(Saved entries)
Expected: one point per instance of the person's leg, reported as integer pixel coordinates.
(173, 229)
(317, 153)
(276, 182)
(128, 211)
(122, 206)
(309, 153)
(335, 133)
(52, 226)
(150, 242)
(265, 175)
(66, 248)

__Task item__: Copy every entry exactly. Leave nothing out.

__Problem solution__:
Expected: one point per instance of the person's leg, reported as integer pixel coordinates.
(173, 229)
(317, 153)
(276, 182)
(128, 211)
(122, 206)
(309, 153)
(335, 133)
(52, 226)
(150, 242)
(265, 175)
(66, 248)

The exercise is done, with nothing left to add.